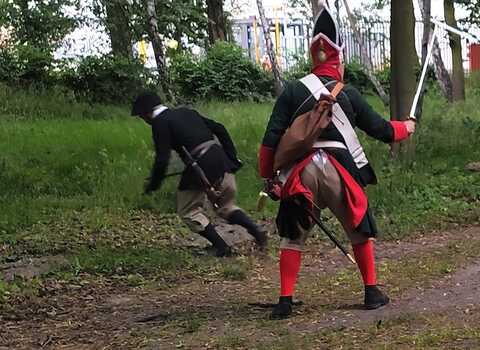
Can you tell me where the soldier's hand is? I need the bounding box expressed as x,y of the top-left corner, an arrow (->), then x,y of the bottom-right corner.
405,119 -> 417,135
311,94 -> 336,129
263,179 -> 282,201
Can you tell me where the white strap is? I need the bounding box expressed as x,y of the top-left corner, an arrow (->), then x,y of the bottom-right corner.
313,141 -> 347,149
300,74 -> 368,169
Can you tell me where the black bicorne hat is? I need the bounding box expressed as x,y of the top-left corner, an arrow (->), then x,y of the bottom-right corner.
312,5 -> 342,51
132,92 -> 162,116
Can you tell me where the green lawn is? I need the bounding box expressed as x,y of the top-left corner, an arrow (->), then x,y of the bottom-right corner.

:::::

> Instruction: Which lines of the records above contain the word "expressed"? Copy each of them.

> Solution for this exercise:
Can you tell me where the soldier's hand is? I need the bounding box expressed as x,y of the top-left corner, an arrow (->), then x,y of the bottom-right corner.
Can you tell me where the white strap is? I need the bounding box expressed as x,y of the top-left corner, an arrow (->), then x,y of the bottom-right corner.
Can you tell me where the black bicorne hat is? I need the bounding box expressed as x,y of the top-left corner, an arrow (->), then x,y of the bottom-right corner.
Can you tell me where the green lawn is? I need the bounding box expressed as x,y of the top-left corner, an arrow (->), then x,y of the bottom-right corner.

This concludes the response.